[TEKST ŹRÓDŁOWY]

Grupy dyskusyjne   »   pl.misc.samochody   »   Czy przy wymianie tarcz obowiązkowo zmieniać klocki.

Czy przy wymianie tarcz obowiązkowo zmieniać klocki.

Data: 2010-09-20 11:55:37
Autor: Artur 'futrzak' Maśląg
Czy przy wymianie tarcz obowiązkowo zmieniać klocki.
W dniu 2010-09-20 09:24, BaX pisze:
Witam.

Jak w temacie, biorąc pod uwagę, że klocki mają jeszcze po +/- 80% 'mięsa'

Zakładanie używanych klocków do nowych tarcz to zwykłe druciarstwo.

Data: 2010-09-20 12:04:14
Autor: krzysiek82
Czy przy wymianie tarcz obowiązkowo zmieniać klocki.
W dniu 2010-09-20 11:55, Artur 'futrzak' Maśląg pisze:
Zakładanie używanych klocków do nowych tarcz to zwykłe druciarstwo.

Nie jest to druciarstwo, jeśli klocki są równo zjechane i mają równą powierzchnie jak najbardziej można je zastosować. Druciarstwem jest stosowanie starych zjechanych tarcz do nowych klocków.

--
krzysiek82

Data: 2010-09-20 12:13:30
Autor: Artur 'futrzak' Maśląg
Czy przy wymianie tarcz obowiązkowo zmieniać klocki.

[ZAPISANE DANE]

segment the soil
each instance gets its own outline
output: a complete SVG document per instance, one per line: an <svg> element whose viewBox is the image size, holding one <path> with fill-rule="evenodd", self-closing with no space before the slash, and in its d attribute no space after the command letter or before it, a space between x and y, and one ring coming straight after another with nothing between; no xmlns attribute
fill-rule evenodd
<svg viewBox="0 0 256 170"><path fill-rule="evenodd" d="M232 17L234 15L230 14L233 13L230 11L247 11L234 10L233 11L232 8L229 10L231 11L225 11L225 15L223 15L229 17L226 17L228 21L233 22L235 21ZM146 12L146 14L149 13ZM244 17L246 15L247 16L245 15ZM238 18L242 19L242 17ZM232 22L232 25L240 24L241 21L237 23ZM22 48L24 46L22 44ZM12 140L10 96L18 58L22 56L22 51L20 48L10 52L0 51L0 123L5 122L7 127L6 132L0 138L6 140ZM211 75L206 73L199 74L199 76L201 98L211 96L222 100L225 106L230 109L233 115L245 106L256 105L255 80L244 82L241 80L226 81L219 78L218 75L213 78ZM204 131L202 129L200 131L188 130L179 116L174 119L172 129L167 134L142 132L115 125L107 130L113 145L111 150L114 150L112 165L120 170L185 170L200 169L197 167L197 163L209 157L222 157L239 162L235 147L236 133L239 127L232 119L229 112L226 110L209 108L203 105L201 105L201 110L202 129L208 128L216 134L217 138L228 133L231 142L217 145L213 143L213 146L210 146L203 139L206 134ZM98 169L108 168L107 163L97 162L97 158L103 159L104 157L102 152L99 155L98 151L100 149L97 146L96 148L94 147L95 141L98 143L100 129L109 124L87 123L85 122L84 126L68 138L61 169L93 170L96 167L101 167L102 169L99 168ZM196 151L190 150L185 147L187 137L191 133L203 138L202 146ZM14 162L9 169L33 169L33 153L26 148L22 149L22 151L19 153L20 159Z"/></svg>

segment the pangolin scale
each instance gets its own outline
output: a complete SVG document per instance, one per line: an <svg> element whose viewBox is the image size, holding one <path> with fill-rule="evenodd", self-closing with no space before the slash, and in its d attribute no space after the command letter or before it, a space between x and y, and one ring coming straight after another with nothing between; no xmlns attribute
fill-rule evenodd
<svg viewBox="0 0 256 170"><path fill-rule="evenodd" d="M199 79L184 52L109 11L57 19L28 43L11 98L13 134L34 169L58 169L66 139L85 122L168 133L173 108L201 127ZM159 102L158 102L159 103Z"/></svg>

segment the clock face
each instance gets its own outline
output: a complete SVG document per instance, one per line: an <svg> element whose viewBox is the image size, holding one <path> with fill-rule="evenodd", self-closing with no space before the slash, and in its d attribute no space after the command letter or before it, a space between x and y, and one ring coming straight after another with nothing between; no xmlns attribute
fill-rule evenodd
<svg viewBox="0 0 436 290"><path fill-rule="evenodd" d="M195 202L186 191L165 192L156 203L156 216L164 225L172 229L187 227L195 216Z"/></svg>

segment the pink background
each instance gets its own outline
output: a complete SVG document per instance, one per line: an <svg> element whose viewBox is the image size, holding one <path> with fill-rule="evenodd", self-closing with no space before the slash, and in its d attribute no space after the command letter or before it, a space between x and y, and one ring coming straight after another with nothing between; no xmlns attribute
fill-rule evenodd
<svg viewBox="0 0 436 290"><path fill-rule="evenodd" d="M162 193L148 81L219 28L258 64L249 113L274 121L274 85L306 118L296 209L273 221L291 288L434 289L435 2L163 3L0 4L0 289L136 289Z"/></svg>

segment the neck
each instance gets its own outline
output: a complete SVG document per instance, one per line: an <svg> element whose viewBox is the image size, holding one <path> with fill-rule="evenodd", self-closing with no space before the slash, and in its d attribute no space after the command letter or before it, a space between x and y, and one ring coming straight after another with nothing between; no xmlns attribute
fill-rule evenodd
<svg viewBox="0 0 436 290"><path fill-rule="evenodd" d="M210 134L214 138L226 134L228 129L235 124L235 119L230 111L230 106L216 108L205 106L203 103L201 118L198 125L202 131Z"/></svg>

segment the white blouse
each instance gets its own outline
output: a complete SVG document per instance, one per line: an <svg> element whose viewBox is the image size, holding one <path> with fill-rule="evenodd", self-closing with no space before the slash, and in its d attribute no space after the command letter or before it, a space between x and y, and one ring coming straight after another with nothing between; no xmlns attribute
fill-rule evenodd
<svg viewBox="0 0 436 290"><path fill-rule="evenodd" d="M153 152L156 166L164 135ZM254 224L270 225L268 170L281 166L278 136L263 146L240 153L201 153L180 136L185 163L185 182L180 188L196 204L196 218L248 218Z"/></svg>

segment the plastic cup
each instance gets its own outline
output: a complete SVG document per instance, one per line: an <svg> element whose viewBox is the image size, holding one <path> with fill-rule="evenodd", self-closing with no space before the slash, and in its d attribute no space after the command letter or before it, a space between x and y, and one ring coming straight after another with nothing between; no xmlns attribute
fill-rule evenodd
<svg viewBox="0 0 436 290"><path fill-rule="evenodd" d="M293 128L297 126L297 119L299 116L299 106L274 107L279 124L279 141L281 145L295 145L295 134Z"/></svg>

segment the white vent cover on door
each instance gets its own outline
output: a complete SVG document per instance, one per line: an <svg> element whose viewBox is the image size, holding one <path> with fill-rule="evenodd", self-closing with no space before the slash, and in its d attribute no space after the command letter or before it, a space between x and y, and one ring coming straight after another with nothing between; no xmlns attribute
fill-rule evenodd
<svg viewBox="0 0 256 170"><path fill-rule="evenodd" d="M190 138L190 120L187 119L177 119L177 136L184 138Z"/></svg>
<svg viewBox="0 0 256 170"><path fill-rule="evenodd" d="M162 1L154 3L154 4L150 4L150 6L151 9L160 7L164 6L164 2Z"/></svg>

[ZADANIA DO WYKONANIA]
• 1. Przepisz fragment tekstu o wymianie tarcz od „Jak w temacie, biorąc” do „do nowych klocków.” włącznie, wstawiając „tarcz hamulcowych” wszędzie tam, gdzie stoi „tarcz”.
• 2. Co według krzysiek82 jest druciarstwem w tekście o wymianie tarcz?
Do tych zadań wpisy nie są potrzebne.

[ODPOWIEDZI]
• 1.
Jak w temacie, biorąc pod uwagę, że klocki mają jeszcze po +/- 80% 'mięsa'

Zakładanie używanych klocków do nowych tarcz hamulcowych to zwykłe druciarstwo.

Data: 2010-09-20 12:04:14
Autor: krzysiek82
Czy przy wymianie tarcz hamulcowych obowiązkowo zmieniać klocki.
W dniu 2010-09-20 11:55, Artur 'futrzak' Maśląg pisze:
Zakładanie używanych klocków do nowych tarcz hamulcowych to zwykłe druciarstwo.

Nie jest to druciarstwo, jeśli klocki są równo zjechane i mają równą powierzchnie jak najbardziej można je zastosować. Druciarstwem jest stosowanie starych zjechanych tarcz hamulcowych do nowych klocków.

• 2. Stosowanie starych zjechanych tarcz do nowych klocków.